» **Exercise**: Output each line of the data below as an item in a numbered list, skipping any blank lines.

Position identification records
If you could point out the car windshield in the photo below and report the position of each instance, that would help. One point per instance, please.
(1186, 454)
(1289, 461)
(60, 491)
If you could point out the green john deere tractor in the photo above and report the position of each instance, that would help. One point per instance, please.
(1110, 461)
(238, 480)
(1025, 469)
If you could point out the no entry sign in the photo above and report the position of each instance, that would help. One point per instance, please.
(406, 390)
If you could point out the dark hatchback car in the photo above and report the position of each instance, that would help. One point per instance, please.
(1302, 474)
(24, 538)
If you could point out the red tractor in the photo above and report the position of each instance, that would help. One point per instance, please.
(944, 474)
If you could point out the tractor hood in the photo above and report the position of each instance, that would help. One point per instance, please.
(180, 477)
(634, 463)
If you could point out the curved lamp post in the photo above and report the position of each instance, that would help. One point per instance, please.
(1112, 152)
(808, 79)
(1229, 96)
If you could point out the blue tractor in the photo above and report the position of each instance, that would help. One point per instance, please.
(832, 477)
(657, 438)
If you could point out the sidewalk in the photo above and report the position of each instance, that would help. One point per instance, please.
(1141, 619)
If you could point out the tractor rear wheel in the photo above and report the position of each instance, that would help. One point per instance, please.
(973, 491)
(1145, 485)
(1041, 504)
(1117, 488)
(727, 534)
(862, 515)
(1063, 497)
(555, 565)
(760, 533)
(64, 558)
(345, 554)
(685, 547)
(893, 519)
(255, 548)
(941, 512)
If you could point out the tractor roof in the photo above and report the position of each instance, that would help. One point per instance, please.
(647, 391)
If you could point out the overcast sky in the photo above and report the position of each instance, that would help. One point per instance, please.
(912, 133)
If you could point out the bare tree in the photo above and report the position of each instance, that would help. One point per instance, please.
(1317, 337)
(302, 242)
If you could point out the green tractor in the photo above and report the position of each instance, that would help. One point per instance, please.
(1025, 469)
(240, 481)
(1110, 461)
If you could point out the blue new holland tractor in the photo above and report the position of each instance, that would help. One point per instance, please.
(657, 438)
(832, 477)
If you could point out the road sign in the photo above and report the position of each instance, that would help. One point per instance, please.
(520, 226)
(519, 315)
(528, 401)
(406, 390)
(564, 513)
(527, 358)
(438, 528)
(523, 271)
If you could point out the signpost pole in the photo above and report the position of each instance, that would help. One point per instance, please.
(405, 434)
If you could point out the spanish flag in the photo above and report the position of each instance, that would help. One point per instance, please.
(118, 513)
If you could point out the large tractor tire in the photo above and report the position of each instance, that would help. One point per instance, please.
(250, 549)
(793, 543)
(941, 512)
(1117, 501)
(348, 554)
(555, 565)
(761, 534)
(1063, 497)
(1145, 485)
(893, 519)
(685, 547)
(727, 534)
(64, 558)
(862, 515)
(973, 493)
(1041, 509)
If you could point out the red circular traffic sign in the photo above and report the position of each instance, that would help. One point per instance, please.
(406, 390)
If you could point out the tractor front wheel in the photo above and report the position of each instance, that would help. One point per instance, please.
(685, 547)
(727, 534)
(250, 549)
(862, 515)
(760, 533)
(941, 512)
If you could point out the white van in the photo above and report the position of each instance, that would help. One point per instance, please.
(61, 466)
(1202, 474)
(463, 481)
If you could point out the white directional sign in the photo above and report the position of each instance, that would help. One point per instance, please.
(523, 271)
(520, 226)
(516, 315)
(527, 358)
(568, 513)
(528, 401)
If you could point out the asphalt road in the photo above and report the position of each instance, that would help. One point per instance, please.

» **Task answer**:
1. If you could point out the car windshield in the photo below and report the position of each instance, that would help. One point per instance, please.
2. (1186, 454)
3. (1289, 461)
4. (60, 491)
5. If you could point out the green john deere tractor in the photo above and report the position of each instance, that would help. One point per instance, please.
6. (1110, 461)
7. (238, 480)
8. (1025, 469)
9. If you could point out the no entry sign in the photo above and report the position of each instance, that would help. One point per instance, please.
10. (406, 390)
11. If you could point out the dark hatchback car in the photo above and report the position of each instance, that would help. One point per instance, please.
12. (1302, 474)
13. (24, 538)
14. If you could point out the red tractor in the photo above and report the position of each instance, that would help. One point per instance, please.
15. (944, 474)
16. If you could point out the tractor hood in the photo above and report the position of each instance, that would help. One point per instance, please.
17. (180, 477)
18. (634, 463)
19. If you could point out the curved lamp post in the photo above and report the position of each instance, that would help. One point per instance, please.
20. (1112, 152)
21. (808, 79)
22. (1229, 96)
23. If you could point out the blue tractor in the photo above and report the position of each instance, that would help. One point per instance, please.
24. (832, 477)
25. (657, 438)
26. If you could point out the sidewalk in the photo above and report the position of each instance, that would help. One point per instance, please.
27. (1141, 619)
28. If you could point out the tractor rear wheel in the photo above and report the position of each instance, that would help. One point per instance, please.
29. (973, 491)
30. (1145, 485)
31. (1041, 504)
32. (1117, 488)
33. (727, 534)
34. (862, 515)
35. (1063, 497)
36. (555, 565)
37. (760, 533)
38. (64, 558)
39. (345, 554)
40. (685, 547)
41. (893, 519)
42. (255, 548)
43. (941, 512)
44. If you could point out the tractor roof in the photo above and report the position of each instance, that would help. One point per instance, please.
45. (647, 391)
46. If you could point out the overcast sky in the photo above and report the position of each instance, that would help. One point per instance, please.
47. (912, 133)
48. If you could point out the bare tree in the photo above and report the position of each instance, that would help. One point per instance, please.
49. (1317, 337)
50. (302, 242)
51. If you could point out the green tractor in the photo above and report the position of each instance, that would help. One point per instance, please.
52. (1025, 469)
53. (240, 481)
54. (1110, 461)
55. If you could point out the blue new holland tractor in the photo above and report the position of each instance, that would help. One point per instance, please.
56. (657, 438)
57. (832, 477)
58. If you could point out the road sign in the photo above and report the position of each instance, that would help. One point per instance, please.
59. (520, 226)
60. (519, 315)
61. (528, 401)
62. (406, 390)
63. (564, 513)
64. (527, 358)
65. (438, 528)
66. (523, 271)
67. If you could point out the signpost pole in the photo above and report the position of each instance, that would help. One point per instance, please.
68. (405, 434)
69. If you could point out the spanish flag in the photo above and report the position of each instance, that would help. One point per instance, please.
70. (118, 513)
71. If you could point out the large tractor tire in the photo above and report the position of each instance, that would help. One point per instance, please.
72. (250, 549)
73. (793, 543)
74. (941, 512)
75. (1117, 501)
76. (348, 554)
77. (555, 565)
78. (761, 534)
79. (1063, 497)
80. (1145, 485)
81. (893, 519)
82. (685, 547)
83. (727, 534)
84. (64, 558)
85. (862, 515)
86. (973, 493)
87. (1041, 509)
88. If you could point out the red circular traffic sign in the photo above and report the position of each instance, that would help. One point per instance, please.
89. (406, 390)
90. If you could point out the tractor front wheel in the photo above and report the position of each instance, that would help. One point per instance, please.
91. (685, 547)
92. (727, 534)
93. (250, 549)
94. (862, 515)
95. (760, 533)
96. (941, 512)
97. If you could point out the white van in the photo above and report the position of each instance, that would help. One point per instance, please.
98. (61, 466)
99. (1202, 474)
100. (463, 481)
101. If you could point out the white directional sign in the photo above and report the position of each instance, that would help. One point per instance, please.
102. (523, 271)
103. (520, 226)
104. (516, 315)
105. (527, 358)
106. (568, 513)
107. (528, 401)
108. If you could point out the asphalt road in the photo above and report the position of each instance, that would help. One point per instance, please.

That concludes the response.